Reproduce the data below verbatim, line by line, with no changes.

# Entries start

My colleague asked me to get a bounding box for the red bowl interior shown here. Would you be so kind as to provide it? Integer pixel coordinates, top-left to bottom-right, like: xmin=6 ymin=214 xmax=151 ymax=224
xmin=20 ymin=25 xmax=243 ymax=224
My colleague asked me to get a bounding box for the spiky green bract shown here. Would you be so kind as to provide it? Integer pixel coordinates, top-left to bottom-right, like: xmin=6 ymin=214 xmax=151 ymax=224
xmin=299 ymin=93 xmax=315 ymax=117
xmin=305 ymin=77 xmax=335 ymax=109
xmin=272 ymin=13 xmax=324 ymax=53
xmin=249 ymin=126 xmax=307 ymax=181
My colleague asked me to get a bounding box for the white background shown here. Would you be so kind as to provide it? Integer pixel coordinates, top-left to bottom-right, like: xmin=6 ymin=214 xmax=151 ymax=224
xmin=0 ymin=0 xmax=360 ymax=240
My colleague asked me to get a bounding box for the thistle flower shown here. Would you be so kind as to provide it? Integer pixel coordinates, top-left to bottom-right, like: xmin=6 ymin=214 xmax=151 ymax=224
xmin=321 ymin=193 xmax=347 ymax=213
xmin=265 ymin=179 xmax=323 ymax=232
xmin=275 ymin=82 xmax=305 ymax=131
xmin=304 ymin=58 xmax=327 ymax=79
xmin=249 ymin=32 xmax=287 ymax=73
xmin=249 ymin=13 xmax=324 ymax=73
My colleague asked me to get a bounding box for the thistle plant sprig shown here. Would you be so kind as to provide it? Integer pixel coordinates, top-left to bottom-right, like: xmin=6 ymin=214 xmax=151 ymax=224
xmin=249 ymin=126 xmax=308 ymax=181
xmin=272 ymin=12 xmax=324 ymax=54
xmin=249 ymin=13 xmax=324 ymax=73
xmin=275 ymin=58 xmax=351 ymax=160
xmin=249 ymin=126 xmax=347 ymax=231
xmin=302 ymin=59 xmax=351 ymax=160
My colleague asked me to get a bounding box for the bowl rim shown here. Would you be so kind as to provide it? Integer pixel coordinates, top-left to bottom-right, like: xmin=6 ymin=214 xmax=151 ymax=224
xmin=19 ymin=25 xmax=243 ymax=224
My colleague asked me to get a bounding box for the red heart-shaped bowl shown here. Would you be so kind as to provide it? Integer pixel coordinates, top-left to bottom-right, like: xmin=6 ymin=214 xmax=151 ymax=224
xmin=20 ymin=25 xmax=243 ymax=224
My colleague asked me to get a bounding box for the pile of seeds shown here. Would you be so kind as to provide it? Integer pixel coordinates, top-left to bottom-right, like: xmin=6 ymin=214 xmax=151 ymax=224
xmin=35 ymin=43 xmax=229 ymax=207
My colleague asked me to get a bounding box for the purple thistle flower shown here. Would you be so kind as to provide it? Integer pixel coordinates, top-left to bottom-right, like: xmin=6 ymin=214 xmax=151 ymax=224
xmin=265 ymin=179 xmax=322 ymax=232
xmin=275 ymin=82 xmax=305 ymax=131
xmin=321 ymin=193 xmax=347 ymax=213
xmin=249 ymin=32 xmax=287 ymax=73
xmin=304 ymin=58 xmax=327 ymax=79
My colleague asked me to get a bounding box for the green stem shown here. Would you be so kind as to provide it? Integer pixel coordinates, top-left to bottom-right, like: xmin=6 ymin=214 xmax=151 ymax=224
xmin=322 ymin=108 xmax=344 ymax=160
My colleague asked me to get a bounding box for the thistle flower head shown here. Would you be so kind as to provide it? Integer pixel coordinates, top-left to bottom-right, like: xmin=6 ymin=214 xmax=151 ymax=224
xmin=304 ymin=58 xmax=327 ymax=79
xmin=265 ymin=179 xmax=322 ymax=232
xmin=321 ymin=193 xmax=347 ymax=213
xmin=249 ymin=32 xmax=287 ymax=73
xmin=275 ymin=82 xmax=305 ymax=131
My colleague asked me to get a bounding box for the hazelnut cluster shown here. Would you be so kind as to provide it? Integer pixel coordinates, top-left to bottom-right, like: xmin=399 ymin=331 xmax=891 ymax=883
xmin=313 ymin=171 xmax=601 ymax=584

# Entries end

## Task response
My colleague asked me to get a bounding box for the red bowl interior shown here. Would you be so kind as to provide it? Integer pixel coordinates, top-left to bottom-right, like: xmin=6 ymin=214 xmax=151 ymax=224
xmin=20 ymin=25 xmax=243 ymax=224
My colleague asked me to get a bounding box for the spiky green bract shown here. Would you be so kind as to provide it? Integer pixel coordinates, top-left to bottom-right, like: xmin=6 ymin=214 xmax=151 ymax=224
xmin=299 ymin=93 xmax=315 ymax=117
xmin=305 ymin=77 xmax=335 ymax=109
xmin=272 ymin=13 xmax=324 ymax=53
xmin=249 ymin=126 xmax=307 ymax=181
My colleague asked me to get a bounding box for the white background shown here. Would you be so kind as to provide it? Integer pixel coordinates, top-left to bottom-right, like: xmin=6 ymin=214 xmax=151 ymax=224
xmin=0 ymin=0 xmax=360 ymax=240
My colleague asked me to get a bounding box for the thistle flower shown here. Would you be so kind as to provide it? Integer pixel coordinates, top-left to bottom-right, like: xmin=6 ymin=214 xmax=151 ymax=224
xmin=321 ymin=193 xmax=347 ymax=213
xmin=265 ymin=179 xmax=323 ymax=232
xmin=275 ymin=82 xmax=305 ymax=131
xmin=304 ymin=58 xmax=327 ymax=79
xmin=249 ymin=32 xmax=287 ymax=73
xmin=249 ymin=13 xmax=324 ymax=73
My colleague asked me to get a bounding box for the thistle plant sprig shown here. Would you be so kind as to provide it? Integer pixel coordinates, top-left to bottom-right, like: xmin=6 ymin=214 xmax=151 ymax=224
xmin=249 ymin=126 xmax=308 ymax=181
xmin=272 ymin=12 xmax=324 ymax=54
xmin=249 ymin=13 xmax=324 ymax=73
xmin=275 ymin=58 xmax=351 ymax=160
xmin=249 ymin=126 xmax=347 ymax=231
xmin=302 ymin=59 xmax=351 ymax=160
My colleague asked me to get a bounding box for the bowl rim shown here. Would you be so kind as to provide it? Integer pixel coordinates, top-left to bottom-right, like: xmin=6 ymin=214 xmax=151 ymax=224
xmin=19 ymin=25 xmax=243 ymax=224
My colleague asked me to get a bounding box for the red heart-shaped bowl shown here. Would you be so kind as to provide it? Integer pixel coordinates, top-left to bottom-right, like: xmin=6 ymin=214 xmax=151 ymax=224
xmin=20 ymin=25 xmax=243 ymax=224
My colleague asked me to get a bounding box for the pile of seeds shown here. Would you be so kind as to provide it? Integer pixel coordinates, top-left to bottom-right, like: xmin=6 ymin=214 xmax=151 ymax=224
xmin=35 ymin=43 xmax=229 ymax=207
My colleague asked me to get a bounding box for the purple thistle flower shown here. Would you be so kind as to provide it? Integer pixel coordinates, top-left to bottom-right, like: xmin=6 ymin=214 xmax=151 ymax=224
xmin=265 ymin=179 xmax=322 ymax=232
xmin=275 ymin=82 xmax=305 ymax=131
xmin=321 ymin=193 xmax=347 ymax=213
xmin=249 ymin=32 xmax=287 ymax=73
xmin=304 ymin=58 xmax=327 ymax=79
My colleague asked me to get a bounding box for the green stem shown here. Would you be so kind as to provide it? Integer pixel coordinates, top-left to bottom-right, like: xmin=6 ymin=214 xmax=151 ymax=224
xmin=322 ymin=108 xmax=344 ymax=160
My colleague asked me to get a bounding box for the thistle flower head shown here. Would you be so kind as to provide it? Integer pixel coordinates, top-left to bottom-right, like: xmin=6 ymin=214 xmax=151 ymax=224
xmin=304 ymin=58 xmax=327 ymax=79
xmin=265 ymin=179 xmax=322 ymax=232
xmin=321 ymin=193 xmax=347 ymax=213
xmin=249 ymin=32 xmax=287 ymax=73
xmin=275 ymin=82 xmax=305 ymax=131
My colleague asked me to get a bounding box for the hazelnut cluster shown here. Would you be so kind as to provide it? Integer pixel coordinates, top-left to bottom-right, like: xmin=399 ymin=331 xmax=891 ymax=883
xmin=313 ymin=171 xmax=601 ymax=584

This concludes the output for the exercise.